Translate this sentence from the page about the fireworm fossil into Spanish: "The research team was able to identify individual muscle fibers preserved in good resolution."

*** Page excerpt ***

A team of biologists in England unearthed a rare and novel fireworm fossil in Lebanon. They named it Rollinschaeta myoplena after American punk rock star Henry Rollins, Black Flag's muscular front man. The rare fossilized fireworm revealed an excellent muscle preservation and therefore explained the link to its new name.
The research team comprised scientists from the Natural History Museum and the University of Bristol. They analyzed the fossilized worm's muscle structure using CT scans. Based on its musculature, the Rollinschaeta myoplena belongs to the marine polychaetes family called Amphinomidae. When it comes to looks, the rare fireworm has many similarities to its modern-day cousins, who are predators found in coral reefs.
he fireworms' muscles are given a daily workout when they forage for food amid the currents. Compared to their less buff worm cousins, the fireworms' well-formed muscles play a part in their preservation.
The analysis of the fossilized fireworms revealed major muscle groups such as circular muscles, parapodial muscle complex, longitudinal muscle bands, oblique muscles and gut muscles. The newly discovered extinct species had two pairs of dorsal, ventral, circular and longitudinal muscles. The research team was able to identify individual muscle fibers preserved in good resolution.
"Part of the reason why it's preserved so well by muscle is that it was, in real life, a very buff little worm. Fireworms are active during the daytime on coral reefs and other environments with strong currents which makes them much more muscular compared to most other bristle worms," explained co-author Jakob Vinther from Bristol's School of Earth Sciences.
Vinther added that the team initially called the find 'the muscle worm' because of its preservation "in almost pure muscle" and therefore decided to name it after a muscular punk rock star.
Muscle Tissue Preservation And Fossil Identification
A big predisposition in soft tissue fossilization was highlighted in the study. There are many other bristle worm species found in the area where the Rollinschaeta myoplena was discovered. However, these worm species are incapable of muscle preservation; if it happens, very little muscle is ever preserved. The team concluded that not all creatures are capable of excellent muscle preservation.

*** End of Page excerpt ***
*** Supplied data ***

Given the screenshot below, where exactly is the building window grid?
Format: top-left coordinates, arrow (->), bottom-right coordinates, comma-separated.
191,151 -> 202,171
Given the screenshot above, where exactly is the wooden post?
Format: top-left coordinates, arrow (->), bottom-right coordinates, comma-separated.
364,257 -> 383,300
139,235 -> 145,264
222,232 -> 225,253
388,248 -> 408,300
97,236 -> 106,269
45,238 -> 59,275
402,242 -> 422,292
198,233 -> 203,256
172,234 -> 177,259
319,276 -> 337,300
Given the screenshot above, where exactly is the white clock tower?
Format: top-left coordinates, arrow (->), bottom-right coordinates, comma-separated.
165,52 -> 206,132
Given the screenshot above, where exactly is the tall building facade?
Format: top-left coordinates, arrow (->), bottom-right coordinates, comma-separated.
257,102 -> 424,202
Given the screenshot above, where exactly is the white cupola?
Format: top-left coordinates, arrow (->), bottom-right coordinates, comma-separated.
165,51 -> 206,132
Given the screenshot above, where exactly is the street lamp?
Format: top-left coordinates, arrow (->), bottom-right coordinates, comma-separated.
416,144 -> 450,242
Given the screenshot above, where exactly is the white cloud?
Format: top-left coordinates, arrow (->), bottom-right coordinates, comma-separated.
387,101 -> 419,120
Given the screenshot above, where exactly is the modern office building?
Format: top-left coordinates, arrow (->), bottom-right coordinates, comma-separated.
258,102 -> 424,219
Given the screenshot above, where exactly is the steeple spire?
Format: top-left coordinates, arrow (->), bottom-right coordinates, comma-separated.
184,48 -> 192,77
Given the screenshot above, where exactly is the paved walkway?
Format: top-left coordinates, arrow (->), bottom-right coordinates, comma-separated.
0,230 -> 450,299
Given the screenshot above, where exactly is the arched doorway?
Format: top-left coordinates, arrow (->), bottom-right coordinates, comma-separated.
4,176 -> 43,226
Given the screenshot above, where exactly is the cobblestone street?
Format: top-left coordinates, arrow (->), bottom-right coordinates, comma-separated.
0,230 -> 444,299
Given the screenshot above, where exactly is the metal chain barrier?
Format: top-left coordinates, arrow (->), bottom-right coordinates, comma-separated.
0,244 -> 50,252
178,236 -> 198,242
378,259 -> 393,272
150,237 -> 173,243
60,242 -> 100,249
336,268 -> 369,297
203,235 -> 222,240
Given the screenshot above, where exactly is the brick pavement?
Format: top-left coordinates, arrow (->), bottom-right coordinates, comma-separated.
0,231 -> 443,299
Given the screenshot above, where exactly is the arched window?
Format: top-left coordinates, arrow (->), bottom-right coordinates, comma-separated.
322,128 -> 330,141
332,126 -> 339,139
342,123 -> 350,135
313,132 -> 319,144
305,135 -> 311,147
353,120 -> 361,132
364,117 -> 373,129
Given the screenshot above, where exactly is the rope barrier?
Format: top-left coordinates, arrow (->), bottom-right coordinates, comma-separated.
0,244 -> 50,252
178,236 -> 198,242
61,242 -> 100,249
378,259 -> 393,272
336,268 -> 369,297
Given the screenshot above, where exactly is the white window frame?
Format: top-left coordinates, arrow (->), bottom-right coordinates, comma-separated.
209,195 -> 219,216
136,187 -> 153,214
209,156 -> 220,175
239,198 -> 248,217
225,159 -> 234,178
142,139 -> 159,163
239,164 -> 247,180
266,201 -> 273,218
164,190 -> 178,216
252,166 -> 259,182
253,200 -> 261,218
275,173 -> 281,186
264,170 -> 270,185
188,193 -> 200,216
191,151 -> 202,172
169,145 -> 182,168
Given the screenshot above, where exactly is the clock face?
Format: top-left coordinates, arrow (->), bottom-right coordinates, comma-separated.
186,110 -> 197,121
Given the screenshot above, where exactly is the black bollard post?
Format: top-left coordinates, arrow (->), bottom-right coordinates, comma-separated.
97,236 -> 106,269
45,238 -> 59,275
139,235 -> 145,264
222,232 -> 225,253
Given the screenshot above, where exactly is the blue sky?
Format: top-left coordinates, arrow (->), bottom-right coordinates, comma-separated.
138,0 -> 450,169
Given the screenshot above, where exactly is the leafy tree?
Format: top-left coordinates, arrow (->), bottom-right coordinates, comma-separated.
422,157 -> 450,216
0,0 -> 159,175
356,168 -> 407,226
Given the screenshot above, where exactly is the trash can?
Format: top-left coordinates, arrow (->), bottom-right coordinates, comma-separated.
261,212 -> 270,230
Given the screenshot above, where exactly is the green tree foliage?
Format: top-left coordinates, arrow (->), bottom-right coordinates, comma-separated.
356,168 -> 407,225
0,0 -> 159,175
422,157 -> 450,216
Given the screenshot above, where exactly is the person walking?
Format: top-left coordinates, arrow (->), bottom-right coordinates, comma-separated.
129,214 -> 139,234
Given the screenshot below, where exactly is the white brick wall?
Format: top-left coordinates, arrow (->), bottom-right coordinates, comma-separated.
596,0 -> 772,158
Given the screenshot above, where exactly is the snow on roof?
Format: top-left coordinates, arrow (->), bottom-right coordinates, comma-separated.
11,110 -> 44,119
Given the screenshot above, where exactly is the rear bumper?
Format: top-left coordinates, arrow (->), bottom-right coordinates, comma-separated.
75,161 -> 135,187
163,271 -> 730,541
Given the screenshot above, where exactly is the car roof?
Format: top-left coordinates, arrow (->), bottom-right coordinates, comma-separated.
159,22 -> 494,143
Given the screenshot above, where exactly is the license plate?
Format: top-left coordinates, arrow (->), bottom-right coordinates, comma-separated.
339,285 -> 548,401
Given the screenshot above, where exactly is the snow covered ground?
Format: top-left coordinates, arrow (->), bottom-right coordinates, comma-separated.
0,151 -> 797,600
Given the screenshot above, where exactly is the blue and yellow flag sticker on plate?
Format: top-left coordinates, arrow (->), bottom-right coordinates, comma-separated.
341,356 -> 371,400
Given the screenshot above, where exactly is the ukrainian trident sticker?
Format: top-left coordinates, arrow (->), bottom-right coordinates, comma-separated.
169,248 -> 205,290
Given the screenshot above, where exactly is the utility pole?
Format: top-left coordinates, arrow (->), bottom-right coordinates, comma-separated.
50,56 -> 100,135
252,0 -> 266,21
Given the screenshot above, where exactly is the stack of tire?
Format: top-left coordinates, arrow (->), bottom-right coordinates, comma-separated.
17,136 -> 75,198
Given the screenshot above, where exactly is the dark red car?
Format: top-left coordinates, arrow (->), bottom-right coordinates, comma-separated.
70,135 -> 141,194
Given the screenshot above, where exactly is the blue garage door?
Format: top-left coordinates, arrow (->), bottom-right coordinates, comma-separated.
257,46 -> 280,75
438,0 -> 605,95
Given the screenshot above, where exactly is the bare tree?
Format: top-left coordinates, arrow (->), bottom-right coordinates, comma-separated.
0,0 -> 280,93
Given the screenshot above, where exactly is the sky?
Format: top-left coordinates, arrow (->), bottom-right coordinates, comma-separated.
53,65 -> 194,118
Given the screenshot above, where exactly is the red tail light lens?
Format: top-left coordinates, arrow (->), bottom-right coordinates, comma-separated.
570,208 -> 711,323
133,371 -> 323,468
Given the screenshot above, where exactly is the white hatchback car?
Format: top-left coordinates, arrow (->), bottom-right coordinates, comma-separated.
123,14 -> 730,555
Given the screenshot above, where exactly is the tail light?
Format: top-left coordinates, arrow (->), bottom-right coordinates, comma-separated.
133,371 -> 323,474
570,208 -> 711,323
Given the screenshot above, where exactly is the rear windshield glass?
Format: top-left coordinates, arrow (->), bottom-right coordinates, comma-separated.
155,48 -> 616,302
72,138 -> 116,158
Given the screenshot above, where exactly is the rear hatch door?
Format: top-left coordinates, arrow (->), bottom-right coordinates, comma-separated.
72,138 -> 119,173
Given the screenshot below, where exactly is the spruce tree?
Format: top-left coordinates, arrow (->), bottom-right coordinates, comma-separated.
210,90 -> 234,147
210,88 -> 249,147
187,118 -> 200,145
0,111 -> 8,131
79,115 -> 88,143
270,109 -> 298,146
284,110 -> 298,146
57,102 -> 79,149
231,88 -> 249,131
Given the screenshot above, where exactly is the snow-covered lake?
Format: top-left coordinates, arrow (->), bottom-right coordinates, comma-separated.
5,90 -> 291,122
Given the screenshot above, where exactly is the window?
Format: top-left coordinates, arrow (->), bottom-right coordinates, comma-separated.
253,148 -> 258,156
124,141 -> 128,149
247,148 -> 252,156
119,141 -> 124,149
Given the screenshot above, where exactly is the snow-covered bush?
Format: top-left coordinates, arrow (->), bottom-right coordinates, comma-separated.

*** End of Supplied data ***

## Result of the exercise
El equipo de investigación pudo identificar fibras musculares individuales conservadas con buena resolución.